Task brief: Start to finish, repeat the records exactly.

Records from a dataset:
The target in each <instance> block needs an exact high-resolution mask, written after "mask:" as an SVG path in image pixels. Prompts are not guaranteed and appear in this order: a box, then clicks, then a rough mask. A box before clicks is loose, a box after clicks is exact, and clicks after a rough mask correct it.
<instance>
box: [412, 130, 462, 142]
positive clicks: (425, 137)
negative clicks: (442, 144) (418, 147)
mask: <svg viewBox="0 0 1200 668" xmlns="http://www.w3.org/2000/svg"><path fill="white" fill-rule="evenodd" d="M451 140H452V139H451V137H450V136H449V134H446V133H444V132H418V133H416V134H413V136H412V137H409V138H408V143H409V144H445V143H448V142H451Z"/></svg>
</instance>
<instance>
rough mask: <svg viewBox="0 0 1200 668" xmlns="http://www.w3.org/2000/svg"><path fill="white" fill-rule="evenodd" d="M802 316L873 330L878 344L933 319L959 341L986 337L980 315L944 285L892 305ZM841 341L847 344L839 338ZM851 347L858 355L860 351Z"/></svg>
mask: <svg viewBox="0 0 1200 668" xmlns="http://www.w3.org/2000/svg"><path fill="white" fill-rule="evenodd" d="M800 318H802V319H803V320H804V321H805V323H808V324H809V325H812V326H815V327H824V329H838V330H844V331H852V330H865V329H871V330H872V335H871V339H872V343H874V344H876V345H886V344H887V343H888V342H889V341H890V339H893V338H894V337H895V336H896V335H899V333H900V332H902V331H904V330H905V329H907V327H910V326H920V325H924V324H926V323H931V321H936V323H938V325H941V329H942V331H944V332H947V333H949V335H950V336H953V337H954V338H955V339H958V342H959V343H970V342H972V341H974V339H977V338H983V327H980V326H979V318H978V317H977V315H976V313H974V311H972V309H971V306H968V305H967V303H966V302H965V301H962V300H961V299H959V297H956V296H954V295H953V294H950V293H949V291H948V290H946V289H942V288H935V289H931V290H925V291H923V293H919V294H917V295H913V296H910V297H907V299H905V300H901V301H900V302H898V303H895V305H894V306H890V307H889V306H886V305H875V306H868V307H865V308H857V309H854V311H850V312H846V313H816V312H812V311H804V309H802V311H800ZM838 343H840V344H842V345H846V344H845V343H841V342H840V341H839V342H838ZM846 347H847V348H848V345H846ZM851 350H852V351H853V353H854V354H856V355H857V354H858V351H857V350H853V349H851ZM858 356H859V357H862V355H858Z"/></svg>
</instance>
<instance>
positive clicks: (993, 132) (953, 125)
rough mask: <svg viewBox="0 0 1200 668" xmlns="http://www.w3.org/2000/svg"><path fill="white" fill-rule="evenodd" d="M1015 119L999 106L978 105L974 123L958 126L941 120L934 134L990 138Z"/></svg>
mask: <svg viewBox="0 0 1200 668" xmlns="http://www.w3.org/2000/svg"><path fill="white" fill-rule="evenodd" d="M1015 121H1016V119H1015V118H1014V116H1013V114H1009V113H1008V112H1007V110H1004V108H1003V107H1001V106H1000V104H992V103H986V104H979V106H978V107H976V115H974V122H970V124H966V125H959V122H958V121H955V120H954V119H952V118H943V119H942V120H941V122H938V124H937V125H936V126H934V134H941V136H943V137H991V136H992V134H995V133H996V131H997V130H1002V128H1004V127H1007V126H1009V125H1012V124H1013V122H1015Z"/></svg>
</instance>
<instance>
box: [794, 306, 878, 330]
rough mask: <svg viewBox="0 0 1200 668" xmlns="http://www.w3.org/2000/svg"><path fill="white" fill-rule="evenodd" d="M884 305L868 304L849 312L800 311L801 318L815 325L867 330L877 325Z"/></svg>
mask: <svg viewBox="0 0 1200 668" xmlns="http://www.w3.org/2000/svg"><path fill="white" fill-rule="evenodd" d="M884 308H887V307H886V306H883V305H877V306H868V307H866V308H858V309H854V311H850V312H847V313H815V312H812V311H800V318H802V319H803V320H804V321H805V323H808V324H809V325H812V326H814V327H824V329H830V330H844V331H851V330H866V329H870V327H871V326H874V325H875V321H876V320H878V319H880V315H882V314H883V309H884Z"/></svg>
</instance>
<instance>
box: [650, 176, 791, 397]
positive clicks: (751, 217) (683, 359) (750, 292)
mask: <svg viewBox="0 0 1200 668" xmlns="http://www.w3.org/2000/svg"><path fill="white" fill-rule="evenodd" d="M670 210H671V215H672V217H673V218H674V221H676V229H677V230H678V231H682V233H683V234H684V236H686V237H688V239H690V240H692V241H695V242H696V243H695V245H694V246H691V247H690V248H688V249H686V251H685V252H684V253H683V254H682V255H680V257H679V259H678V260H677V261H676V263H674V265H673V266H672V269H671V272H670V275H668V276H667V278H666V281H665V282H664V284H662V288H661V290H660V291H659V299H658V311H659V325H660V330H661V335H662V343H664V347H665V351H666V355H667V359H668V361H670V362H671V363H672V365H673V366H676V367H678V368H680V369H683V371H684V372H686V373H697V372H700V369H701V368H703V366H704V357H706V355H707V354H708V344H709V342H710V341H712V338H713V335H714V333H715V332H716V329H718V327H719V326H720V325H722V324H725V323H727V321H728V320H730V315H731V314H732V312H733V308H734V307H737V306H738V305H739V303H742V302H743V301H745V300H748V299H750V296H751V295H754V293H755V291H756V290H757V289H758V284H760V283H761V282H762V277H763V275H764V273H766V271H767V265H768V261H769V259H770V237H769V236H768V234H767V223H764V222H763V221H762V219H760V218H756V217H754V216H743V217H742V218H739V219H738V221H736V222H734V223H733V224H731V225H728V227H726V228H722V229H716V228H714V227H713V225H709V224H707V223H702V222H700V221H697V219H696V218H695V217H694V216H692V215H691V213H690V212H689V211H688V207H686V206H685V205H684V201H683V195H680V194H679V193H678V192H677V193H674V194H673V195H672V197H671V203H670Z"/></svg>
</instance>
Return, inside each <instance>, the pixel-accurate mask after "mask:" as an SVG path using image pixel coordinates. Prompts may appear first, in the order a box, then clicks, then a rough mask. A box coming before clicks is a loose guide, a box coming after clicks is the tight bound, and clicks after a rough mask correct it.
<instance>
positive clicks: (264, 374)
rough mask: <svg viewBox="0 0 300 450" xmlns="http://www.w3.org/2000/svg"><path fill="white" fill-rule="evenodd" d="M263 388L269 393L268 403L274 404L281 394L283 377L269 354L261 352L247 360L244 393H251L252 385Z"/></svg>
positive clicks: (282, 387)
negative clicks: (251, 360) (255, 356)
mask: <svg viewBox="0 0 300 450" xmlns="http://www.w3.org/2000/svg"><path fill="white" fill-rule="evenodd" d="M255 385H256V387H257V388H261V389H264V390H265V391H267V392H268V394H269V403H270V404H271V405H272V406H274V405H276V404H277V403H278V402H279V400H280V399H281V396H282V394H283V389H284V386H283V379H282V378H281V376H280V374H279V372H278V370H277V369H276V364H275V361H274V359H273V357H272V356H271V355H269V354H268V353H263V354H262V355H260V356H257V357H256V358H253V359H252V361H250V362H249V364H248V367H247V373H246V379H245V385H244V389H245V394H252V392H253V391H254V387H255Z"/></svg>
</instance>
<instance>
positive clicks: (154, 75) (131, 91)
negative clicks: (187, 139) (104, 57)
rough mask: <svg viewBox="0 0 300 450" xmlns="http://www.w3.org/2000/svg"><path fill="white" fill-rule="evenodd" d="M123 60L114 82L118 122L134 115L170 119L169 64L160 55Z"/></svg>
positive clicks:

Answer to this problem:
The target in each <instance> block needs an exact high-resolution mask, written after "mask:" as an SVG path in image pixels. Prompts are not guaranteed and appear in this order: a box, then clicks, then a rough mask. A box before clicks is loose, a box after clicks is exact, and clicks after a rough mask correct it.
<instance>
box: [412, 130, 462, 142]
positive clicks: (425, 137)
negative clicks: (442, 144) (418, 147)
mask: <svg viewBox="0 0 1200 668" xmlns="http://www.w3.org/2000/svg"><path fill="white" fill-rule="evenodd" d="M451 140H452V139H451V137H450V136H449V134H446V133H444V132H418V133H416V134H413V136H412V137H409V138H408V143H409V144H445V143H448V142H451Z"/></svg>
</instance>
<instance>
rough mask: <svg viewBox="0 0 1200 668" xmlns="http://www.w3.org/2000/svg"><path fill="white" fill-rule="evenodd" d="M802 316L873 330L878 344L933 319L959 341L986 337L980 315L944 285L892 305ZM841 341L847 344L839 338ZM851 347L858 355L860 351Z"/></svg>
mask: <svg viewBox="0 0 1200 668" xmlns="http://www.w3.org/2000/svg"><path fill="white" fill-rule="evenodd" d="M800 318H802V319H803V320H804V321H805V323H808V324H809V325H812V326H815V327H824V329H838V330H844V331H852V330H865V329H871V330H872V335H871V339H872V343H874V344H876V345H886V344H887V343H888V342H889V341H890V339H893V338H894V337H895V336H896V335H899V333H900V332H902V331H904V330H905V329H907V327H910V326H920V325H924V324H926V323H931V321H936V323H938V325H941V329H942V331H944V332H947V333H949V335H950V336H953V337H954V338H955V339H958V342H959V343H970V342H972V341H974V339H977V338H983V327H980V326H979V318H978V317H977V315H976V313H974V311H972V309H971V306H968V305H967V303H966V302H965V301H962V300H961V299H959V297H956V296H954V295H953V294H950V293H949V291H948V290H946V289H942V288H935V289H931V290H925V291H923V293H919V294H917V295H913V296H910V297H907V299H905V300H901V301H900V302H898V303H895V305H894V306H890V307H889V306H886V305H875V306H868V307H865V308H857V309H854V311H850V312H846V313H816V312H812V311H804V309H802V311H800ZM838 343H840V344H842V345H846V344H845V343H841V342H840V341H839V342H838ZM846 347H847V348H848V345H846ZM851 350H852V351H853V353H854V354H856V355H857V354H858V351H857V350H853V349H851ZM858 356H859V357H862V355H858Z"/></svg>
</instance>
<instance>
positive clicks: (993, 132) (953, 125)
rough mask: <svg viewBox="0 0 1200 668" xmlns="http://www.w3.org/2000/svg"><path fill="white" fill-rule="evenodd" d="M1015 119L999 106L978 105L974 123L958 126L941 120L934 134L990 138Z"/></svg>
mask: <svg viewBox="0 0 1200 668" xmlns="http://www.w3.org/2000/svg"><path fill="white" fill-rule="evenodd" d="M1015 121H1016V119H1015V118H1014V116H1013V114H1009V113H1008V112H1007V110H1004V108H1003V107H1001V106H1000V104H992V103H986V104H979V106H978V107H976V115H974V122H970V124H966V125H959V122H958V121H955V120H954V119H952V118H943V119H942V120H941V122H938V124H937V125H936V126H934V134H941V136H943V137H991V136H992V134H995V133H996V131H997V130H1002V128H1004V127H1007V126H1009V125H1012V124H1013V122H1015Z"/></svg>
</instance>
<instance>
box: [794, 306, 878, 330]
rough mask: <svg viewBox="0 0 1200 668" xmlns="http://www.w3.org/2000/svg"><path fill="white" fill-rule="evenodd" d="M884 305L868 304L849 312L800 311L801 318L815 325L867 330L877 325Z"/></svg>
mask: <svg viewBox="0 0 1200 668" xmlns="http://www.w3.org/2000/svg"><path fill="white" fill-rule="evenodd" d="M884 308H887V307H886V306H883V305H877V306H868V307H866V308H858V309H854V311H850V312H847V313H815V312H812V311H800V318H802V319H803V320H804V321H805V323H808V324H809V325H812V326H814V327H824V329H830V330H844V331H851V330H866V329H870V327H871V326H874V325H875V321H876V320H878V319H880V315H882V314H883V309H884Z"/></svg>
</instance>
<instance>
box: [650, 176, 791, 397]
positive clicks: (751, 217) (683, 359) (750, 292)
mask: <svg viewBox="0 0 1200 668" xmlns="http://www.w3.org/2000/svg"><path fill="white" fill-rule="evenodd" d="M670 210H671V215H672V217H673V218H674V221H676V229H677V230H678V231H682V233H683V234H684V236H686V237H688V239H690V240H692V241H695V242H696V243H695V245H694V246H691V247H690V248H688V249H686V251H685V252H684V253H683V254H682V255H680V257H679V259H678V260H677V261H676V263H674V265H673V266H672V269H671V272H670V275H668V276H667V278H666V281H665V282H664V284H662V288H661V290H660V291H659V299H658V311H659V325H660V330H661V335H662V343H664V347H665V351H666V355H667V359H668V361H670V362H671V363H672V365H673V366H676V367H678V368H680V369H683V371H684V372H686V373H697V372H700V369H701V368H703V366H704V357H706V355H707V354H708V344H709V342H710V341H712V338H713V335H714V333H715V332H716V329H718V327H719V326H720V325H722V324H725V323H727V321H728V320H730V315H731V314H732V312H733V308H734V307H737V306H738V305H739V303H742V302H743V301H745V300H748V299H750V296H751V295H754V293H755V291H756V290H757V289H758V284H760V283H761V282H762V277H763V275H764V273H766V271H767V265H768V261H769V259H770V237H769V236H768V234H767V223H764V222H763V221H762V219H760V218H756V217H754V216H743V217H742V218H739V219H738V221H736V222H734V223H733V224H731V225H728V227H726V228H722V229H716V228H714V227H713V225H709V224H707V223H702V222H700V221H697V219H696V218H695V217H694V216H692V215H691V213H690V212H689V211H688V207H686V206H685V205H684V201H683V195H680V194H679V193H678V192H677V193H674V194H673V195H672V197H671V203H670Z"/></svg>
</instance>
Return, inside each <instance>, the pixel-accurate mask after "mask:" as an SVG path using image pixel coordinates. Prompts may appear first, in the order a box, then clicks, then a rough mask. A box coming before clicks is a loose guide, a box coming after clicks is the tight bound, and clicks after a rough mask correct it.
<instance>
positive clicks: (264, 374)
rough mask: <svg viewBox="0 0 300 450" xmlns="http://www.w3.org/2000/svg"><path fill="white" fill-rule="evenodd" d="M263 388L269 393L268 403L274 404L281 394L283 377L269 354L261 352L247 360L244 393H251L252 385Z"/></svg>
positive clicks: (282, 387)
negative clicks: (251, 360) (255, 356)
mask: <svg viewBox="0 0 300 450" xmlns="http://www.w3.org/2000/svg"><path fill="white" fill-rule="evenodd" d="M255 385H256V387H257V388H261V389H264V390H265V391H267V392H268V394H269V403H270V404H271V405H272V406H274V405H276V404H277V403H278V402H279V400H280V399H281V396H282V394H283V389H284V386H283V379H282V378H281V376H280V374H279V372H278V370H277V369H276V364H275V361H274V359H273V357H272V356H271V355H269V354H268V353H263V354H262V355H260V356H257V357H256V358H253V359H252V361H250V362H249V364H248V367H247V373H246V379H245V385H244V389H245V394H252V392H253V391H254V387H255Z"/></svg>
</instance>
<instance>
positive clicks: (154, 75) (131, 91)
negative clicks: (187, 139) (104, 57)
rough mask: <svg viewBox="0 0 300 450" xmlns="http://www.w3.org/2000/svg"><path fill="white" fill-rule="evenodd" d="M123 60L114 82L118 122L134 115L170 119L169 64L160 55Z"/></svg>
positive clicks:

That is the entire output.